## WHAT IS REQUIRED
Within the listing below, please copy exactly the lines between the line holding "Return the segmentation of every instance of the <item>schweppes" and the line holding "Return the segmentation of every instance of the <item>horse's", inclusive.

## DATA SHOWN

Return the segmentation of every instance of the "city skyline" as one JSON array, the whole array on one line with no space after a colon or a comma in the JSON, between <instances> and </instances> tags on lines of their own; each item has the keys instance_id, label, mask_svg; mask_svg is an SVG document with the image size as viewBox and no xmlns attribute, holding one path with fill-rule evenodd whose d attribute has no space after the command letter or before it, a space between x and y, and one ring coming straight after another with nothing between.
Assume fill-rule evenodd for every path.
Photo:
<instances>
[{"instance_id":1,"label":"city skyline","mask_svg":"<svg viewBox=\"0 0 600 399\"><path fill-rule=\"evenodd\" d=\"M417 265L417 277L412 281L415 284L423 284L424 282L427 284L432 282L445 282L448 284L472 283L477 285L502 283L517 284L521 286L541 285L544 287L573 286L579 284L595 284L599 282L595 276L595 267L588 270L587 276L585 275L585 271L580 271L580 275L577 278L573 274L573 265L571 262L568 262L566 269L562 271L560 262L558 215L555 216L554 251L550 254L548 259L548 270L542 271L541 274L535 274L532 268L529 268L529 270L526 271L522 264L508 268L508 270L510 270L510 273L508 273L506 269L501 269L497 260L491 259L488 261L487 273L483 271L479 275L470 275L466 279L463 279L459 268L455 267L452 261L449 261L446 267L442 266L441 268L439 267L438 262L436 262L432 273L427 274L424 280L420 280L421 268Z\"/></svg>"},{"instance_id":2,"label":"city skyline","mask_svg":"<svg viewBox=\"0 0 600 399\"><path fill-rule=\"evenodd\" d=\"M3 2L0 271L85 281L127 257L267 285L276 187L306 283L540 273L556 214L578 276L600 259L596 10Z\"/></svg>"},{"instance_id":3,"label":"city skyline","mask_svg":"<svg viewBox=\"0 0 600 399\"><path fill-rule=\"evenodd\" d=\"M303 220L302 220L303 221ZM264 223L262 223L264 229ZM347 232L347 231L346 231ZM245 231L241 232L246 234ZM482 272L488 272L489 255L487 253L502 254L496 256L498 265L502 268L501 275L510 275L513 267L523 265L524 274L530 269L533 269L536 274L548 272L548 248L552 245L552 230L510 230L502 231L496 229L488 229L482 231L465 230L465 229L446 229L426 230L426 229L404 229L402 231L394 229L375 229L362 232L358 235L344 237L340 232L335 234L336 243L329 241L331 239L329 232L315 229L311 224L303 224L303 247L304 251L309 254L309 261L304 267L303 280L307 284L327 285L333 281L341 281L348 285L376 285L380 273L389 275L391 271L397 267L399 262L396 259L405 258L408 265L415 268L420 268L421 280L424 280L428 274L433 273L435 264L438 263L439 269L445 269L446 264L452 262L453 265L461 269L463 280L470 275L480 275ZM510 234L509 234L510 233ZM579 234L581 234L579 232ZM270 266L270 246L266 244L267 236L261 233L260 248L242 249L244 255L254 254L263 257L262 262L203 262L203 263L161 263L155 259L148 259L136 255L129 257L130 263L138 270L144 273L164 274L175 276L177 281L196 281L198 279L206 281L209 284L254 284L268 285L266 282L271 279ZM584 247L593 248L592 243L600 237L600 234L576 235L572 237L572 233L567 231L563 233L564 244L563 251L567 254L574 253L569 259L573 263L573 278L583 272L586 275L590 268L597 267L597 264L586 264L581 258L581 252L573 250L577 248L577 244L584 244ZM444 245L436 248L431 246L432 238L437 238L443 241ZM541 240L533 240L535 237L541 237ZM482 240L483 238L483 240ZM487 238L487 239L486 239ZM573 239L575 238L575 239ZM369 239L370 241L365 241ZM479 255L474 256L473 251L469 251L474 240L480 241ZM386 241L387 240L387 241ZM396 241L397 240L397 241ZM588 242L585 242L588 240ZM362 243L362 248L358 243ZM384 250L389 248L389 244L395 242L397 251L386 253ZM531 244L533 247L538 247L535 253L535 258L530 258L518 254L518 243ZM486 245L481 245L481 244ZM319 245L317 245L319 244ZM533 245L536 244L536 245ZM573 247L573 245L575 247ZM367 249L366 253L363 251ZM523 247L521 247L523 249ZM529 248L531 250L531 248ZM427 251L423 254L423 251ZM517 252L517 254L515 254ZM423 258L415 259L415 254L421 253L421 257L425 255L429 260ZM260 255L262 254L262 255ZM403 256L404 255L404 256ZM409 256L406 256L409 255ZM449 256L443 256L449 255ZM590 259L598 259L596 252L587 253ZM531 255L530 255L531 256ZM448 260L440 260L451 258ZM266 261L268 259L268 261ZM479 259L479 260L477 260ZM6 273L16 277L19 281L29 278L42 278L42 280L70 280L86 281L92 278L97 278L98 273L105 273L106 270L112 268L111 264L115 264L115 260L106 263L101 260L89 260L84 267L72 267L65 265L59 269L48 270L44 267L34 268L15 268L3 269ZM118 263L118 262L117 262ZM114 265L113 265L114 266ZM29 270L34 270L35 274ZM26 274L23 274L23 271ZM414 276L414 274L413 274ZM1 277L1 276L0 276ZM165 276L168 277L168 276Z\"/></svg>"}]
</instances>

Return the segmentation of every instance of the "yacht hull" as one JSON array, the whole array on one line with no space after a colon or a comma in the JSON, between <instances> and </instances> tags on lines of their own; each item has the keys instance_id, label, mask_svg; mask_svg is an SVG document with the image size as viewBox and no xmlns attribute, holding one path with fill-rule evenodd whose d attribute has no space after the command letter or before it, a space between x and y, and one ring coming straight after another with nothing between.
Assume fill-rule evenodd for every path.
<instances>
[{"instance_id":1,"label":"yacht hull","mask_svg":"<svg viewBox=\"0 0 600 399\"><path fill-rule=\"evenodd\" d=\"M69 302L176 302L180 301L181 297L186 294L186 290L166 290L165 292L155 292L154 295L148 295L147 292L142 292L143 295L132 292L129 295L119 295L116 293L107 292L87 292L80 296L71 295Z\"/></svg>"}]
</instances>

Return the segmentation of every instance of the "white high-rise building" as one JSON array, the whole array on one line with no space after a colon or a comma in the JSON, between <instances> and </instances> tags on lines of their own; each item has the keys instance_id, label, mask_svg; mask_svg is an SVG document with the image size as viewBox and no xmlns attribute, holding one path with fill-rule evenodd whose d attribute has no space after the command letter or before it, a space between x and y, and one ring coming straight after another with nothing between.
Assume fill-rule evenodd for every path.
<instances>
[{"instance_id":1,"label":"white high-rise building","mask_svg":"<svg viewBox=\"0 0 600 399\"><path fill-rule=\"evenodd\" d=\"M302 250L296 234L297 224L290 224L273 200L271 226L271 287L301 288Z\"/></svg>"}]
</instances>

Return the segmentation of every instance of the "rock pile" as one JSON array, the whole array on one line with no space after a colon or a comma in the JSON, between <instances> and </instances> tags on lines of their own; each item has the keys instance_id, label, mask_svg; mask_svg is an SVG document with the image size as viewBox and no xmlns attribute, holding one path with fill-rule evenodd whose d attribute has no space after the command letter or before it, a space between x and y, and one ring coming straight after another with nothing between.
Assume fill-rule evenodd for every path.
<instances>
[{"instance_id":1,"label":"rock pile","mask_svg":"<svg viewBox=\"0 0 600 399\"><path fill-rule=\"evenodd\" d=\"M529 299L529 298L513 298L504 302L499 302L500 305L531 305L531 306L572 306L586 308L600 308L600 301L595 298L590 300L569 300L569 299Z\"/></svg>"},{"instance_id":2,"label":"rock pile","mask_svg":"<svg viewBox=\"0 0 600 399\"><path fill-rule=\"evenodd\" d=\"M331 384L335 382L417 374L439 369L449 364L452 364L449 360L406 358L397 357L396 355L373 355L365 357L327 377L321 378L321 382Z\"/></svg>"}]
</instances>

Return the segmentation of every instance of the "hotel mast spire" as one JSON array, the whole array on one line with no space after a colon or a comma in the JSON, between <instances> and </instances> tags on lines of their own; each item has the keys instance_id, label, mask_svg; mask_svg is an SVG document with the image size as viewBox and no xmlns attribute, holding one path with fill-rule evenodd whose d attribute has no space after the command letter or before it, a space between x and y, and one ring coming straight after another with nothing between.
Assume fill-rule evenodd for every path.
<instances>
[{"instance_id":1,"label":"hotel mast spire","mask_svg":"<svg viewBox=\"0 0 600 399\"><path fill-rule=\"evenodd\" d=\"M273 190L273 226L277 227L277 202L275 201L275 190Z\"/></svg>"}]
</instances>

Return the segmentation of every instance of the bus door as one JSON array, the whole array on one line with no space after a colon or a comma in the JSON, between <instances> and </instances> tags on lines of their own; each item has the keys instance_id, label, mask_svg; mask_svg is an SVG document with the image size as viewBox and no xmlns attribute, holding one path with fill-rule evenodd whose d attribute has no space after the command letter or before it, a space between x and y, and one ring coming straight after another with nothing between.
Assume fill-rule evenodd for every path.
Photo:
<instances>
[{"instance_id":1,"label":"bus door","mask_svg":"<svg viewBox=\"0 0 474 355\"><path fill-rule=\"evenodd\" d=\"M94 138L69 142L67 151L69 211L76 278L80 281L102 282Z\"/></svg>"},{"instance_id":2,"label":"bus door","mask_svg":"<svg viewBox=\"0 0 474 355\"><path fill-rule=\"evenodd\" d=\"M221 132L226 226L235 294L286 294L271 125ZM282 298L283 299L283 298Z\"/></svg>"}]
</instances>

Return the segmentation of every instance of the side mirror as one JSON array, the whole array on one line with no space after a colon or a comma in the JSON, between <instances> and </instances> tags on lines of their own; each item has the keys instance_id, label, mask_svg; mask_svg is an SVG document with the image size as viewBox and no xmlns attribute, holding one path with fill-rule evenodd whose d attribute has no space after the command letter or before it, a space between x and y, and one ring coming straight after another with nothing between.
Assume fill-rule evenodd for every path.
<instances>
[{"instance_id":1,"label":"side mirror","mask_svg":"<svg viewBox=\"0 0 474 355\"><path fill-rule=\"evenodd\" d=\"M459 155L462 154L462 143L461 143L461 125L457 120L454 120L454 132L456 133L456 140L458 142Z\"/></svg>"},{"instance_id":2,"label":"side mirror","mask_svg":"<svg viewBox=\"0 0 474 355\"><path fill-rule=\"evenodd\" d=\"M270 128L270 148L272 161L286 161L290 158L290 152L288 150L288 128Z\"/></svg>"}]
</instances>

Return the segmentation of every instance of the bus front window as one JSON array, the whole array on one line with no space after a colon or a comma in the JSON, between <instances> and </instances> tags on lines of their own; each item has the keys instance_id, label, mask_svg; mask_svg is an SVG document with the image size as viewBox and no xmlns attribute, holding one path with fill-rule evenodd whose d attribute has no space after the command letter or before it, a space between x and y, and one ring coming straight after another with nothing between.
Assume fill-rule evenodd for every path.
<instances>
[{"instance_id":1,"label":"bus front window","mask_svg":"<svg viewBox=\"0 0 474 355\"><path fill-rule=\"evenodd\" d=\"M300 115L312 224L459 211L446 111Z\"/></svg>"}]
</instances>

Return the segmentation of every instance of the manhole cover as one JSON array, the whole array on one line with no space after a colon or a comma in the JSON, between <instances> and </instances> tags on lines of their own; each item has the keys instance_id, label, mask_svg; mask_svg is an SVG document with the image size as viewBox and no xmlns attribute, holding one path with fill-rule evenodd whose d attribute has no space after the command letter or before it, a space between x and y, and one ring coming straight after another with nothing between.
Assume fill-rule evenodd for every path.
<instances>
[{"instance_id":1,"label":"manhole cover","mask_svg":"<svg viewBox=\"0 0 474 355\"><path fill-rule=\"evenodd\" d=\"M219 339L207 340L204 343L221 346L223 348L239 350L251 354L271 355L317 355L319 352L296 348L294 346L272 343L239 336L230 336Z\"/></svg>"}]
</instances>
==
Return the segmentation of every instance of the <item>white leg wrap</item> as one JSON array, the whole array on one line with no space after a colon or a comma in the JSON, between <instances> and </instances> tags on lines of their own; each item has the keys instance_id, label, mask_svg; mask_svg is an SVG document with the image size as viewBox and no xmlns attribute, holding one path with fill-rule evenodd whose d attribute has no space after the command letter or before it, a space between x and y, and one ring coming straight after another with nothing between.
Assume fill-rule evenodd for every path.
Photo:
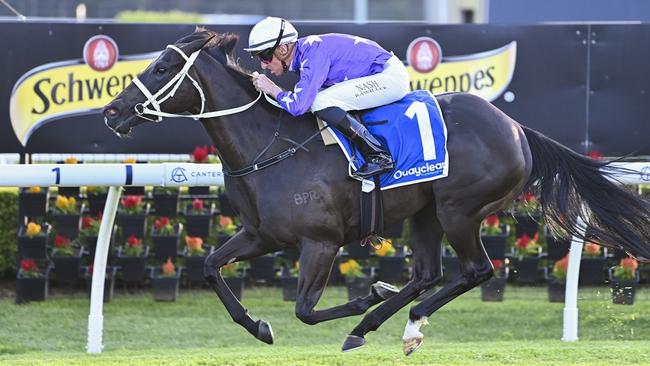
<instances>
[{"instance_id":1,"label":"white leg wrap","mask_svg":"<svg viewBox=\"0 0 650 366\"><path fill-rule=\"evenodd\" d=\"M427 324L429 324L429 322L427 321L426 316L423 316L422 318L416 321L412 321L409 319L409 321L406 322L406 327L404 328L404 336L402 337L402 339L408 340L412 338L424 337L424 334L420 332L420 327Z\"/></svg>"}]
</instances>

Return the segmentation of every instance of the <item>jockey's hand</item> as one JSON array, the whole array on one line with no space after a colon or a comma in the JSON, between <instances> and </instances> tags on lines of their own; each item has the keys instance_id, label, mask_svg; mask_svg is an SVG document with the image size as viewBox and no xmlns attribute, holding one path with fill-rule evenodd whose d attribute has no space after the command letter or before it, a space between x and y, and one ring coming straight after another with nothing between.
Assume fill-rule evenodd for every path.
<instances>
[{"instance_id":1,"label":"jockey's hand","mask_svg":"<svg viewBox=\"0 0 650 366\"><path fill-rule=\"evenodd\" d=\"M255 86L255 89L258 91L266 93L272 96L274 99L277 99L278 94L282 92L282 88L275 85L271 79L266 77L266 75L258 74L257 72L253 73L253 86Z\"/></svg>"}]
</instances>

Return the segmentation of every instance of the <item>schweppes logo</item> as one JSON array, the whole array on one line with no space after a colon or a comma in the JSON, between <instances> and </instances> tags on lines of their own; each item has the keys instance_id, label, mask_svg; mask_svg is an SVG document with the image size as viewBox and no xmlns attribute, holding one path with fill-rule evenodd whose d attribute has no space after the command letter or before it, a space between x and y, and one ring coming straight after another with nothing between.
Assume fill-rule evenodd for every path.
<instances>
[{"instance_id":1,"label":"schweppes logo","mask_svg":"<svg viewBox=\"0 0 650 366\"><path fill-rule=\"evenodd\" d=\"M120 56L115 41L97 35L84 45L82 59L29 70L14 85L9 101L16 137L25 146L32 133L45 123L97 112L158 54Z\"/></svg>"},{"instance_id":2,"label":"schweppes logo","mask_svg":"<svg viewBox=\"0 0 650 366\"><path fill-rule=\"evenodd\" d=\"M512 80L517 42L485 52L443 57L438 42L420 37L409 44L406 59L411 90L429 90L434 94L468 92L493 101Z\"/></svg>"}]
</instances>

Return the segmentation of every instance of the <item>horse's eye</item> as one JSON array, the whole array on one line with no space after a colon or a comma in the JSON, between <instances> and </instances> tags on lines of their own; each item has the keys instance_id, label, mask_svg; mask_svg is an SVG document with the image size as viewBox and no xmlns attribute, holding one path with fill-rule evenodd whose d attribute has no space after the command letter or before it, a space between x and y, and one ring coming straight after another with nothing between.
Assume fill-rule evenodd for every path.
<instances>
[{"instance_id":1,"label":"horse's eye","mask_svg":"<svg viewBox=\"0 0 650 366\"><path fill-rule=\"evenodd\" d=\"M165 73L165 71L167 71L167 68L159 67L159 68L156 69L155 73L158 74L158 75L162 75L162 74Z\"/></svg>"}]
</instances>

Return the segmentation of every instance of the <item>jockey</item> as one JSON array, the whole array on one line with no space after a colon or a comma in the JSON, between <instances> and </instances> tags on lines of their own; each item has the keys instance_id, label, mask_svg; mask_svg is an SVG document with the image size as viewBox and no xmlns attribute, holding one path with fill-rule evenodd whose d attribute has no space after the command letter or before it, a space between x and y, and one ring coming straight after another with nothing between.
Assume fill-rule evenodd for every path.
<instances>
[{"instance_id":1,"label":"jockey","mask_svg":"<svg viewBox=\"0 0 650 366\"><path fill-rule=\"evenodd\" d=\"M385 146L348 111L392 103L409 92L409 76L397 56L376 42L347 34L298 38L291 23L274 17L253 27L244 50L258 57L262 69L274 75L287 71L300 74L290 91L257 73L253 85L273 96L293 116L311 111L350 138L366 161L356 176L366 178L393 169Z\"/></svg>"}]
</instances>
==
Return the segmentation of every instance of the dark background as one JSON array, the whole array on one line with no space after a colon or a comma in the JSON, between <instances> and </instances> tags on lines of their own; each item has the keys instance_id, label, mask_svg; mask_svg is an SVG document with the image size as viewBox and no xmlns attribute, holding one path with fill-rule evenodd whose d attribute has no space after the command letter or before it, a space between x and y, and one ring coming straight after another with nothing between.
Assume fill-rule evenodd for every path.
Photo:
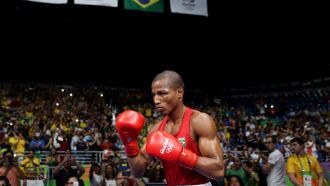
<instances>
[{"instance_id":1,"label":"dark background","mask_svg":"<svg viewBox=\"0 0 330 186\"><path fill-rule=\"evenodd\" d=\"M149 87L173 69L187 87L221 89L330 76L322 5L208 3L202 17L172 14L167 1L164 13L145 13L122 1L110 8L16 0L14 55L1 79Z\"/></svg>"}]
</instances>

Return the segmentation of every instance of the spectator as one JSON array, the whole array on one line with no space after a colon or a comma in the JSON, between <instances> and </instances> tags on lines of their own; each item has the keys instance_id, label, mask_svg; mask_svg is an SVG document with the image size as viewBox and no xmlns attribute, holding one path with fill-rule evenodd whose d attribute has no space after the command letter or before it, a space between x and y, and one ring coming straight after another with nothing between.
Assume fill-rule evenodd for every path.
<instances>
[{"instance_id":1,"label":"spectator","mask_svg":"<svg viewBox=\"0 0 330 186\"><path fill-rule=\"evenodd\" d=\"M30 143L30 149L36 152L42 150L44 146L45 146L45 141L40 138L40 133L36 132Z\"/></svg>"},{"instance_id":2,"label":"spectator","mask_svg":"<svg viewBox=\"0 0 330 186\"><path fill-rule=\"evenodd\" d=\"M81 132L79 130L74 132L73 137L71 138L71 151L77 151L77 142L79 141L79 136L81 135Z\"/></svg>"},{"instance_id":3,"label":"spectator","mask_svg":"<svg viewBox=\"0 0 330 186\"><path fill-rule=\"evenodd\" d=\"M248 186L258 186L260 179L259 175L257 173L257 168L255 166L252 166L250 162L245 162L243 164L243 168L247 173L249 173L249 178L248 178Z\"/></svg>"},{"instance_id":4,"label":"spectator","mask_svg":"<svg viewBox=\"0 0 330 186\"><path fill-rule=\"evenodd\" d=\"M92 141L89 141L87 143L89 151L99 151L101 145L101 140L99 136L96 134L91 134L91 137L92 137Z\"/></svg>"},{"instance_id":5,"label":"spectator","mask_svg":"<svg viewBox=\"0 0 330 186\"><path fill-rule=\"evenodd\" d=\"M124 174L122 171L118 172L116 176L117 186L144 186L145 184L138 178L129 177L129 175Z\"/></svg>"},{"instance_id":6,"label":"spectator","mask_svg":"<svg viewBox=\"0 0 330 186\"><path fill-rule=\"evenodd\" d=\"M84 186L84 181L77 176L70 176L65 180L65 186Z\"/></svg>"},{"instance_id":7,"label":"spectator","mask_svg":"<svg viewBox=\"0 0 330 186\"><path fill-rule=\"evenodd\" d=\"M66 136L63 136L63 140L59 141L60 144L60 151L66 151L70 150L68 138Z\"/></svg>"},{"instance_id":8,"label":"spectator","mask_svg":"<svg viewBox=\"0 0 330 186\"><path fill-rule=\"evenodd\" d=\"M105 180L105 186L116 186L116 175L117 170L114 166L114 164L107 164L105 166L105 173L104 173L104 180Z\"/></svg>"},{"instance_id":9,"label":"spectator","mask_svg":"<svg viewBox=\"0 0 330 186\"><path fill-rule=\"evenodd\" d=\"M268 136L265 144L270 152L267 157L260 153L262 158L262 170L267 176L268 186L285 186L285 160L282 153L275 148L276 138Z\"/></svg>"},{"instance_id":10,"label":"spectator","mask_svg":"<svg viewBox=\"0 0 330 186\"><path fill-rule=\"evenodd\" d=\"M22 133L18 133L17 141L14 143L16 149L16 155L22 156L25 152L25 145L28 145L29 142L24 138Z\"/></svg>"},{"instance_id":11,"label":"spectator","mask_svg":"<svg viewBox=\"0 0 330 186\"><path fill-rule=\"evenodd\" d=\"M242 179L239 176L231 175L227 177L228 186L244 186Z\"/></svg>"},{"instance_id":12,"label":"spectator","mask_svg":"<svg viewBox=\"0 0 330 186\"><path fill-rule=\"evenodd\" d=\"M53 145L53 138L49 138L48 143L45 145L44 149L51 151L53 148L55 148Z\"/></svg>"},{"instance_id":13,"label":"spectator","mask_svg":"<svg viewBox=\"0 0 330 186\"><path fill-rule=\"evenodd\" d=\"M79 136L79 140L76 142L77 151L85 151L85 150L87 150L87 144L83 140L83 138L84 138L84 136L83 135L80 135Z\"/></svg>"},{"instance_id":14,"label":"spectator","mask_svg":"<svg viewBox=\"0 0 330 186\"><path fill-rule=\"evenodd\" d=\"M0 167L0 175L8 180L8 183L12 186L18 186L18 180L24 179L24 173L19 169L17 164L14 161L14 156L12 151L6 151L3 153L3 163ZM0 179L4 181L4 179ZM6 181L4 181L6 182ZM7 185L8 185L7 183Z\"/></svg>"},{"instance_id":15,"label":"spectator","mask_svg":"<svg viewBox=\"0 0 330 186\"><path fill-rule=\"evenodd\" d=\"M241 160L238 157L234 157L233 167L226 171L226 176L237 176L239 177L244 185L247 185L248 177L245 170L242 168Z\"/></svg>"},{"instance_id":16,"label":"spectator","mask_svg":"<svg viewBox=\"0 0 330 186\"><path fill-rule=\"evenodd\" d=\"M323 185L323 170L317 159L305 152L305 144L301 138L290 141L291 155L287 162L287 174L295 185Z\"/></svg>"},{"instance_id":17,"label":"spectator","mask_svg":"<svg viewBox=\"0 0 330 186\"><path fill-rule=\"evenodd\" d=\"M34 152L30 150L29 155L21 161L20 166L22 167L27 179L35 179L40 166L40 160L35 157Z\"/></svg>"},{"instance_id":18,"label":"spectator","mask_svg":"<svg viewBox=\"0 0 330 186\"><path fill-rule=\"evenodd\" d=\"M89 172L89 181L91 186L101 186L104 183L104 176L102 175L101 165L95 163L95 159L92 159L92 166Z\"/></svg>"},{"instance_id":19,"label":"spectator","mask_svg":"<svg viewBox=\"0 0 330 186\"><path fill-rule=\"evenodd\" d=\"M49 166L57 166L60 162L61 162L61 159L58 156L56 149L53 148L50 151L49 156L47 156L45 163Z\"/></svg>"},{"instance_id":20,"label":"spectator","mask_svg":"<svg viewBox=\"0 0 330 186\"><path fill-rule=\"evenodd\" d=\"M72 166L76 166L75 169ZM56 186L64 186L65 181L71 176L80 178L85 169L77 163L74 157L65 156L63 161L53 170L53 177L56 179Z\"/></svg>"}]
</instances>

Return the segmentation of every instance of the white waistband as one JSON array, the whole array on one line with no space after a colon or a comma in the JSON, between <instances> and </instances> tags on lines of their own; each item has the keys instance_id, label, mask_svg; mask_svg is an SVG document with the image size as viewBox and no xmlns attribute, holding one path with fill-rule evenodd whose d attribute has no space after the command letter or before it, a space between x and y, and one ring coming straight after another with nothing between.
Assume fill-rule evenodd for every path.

## OUTPUT OF THE EXERCISE
Return the segmentation of every instance of the <item>schweppes logo</item> as one JSON array, the whole array on one line with no space after a colon or a comma in the JSON, between <instances> and </instances> tags on lines of their own; each item has the keys instance_id, label, mask_svg; mask_svg is an SVG document with the image size as viewBox and no xmlns attribute, holding one path with fill-rule evenodd whose d attribute has no space after the command letter or before it, a space between x and y, and one ring coming straight after another with nothing between.
Assume fill-rule evenodd for every path.
<instances>
[{"instance_id":1,"label":"schweppes logo","mask_svg":"<svg viewBox=\"0 0 650 366\"><path fill-rule=\"evenodd\" d=\"M120 56L115 41L97 35L84 45L82 59L29 70L14 85L9 101L16 137L25 146L32 133L45 123L97 112L158 54Z\"/></svg>"},{"instance_id":2,"label":"schweppes logo","mask_svg":"<svg viewBox=\"0 0 650 366\"><path fill-rule=\"evenodd\" d=\"M512 80L517 42L485 52L443 57L438 42L420 37L409 44L406 59L411 90L429 90L434 94L468 92L493 101Z\"/></svg>"}]
</instances>

Return the segmentation of every instance of the <item>horse's eye</item> as one JSON array, the whole array on one line with no space after a colon or a comma in the JSON, between <instances> and </instances> tags on lines of their own; each item has the keys instance_id, label, mask_svg; mask_svg is an SVG document with the image size as viewBox and no xmlns attribute, holding one path with fill-rule evenodd whose d attribute has no space after the command letter or before it, a space between x and y, and one ring coming straight after another with nothing between.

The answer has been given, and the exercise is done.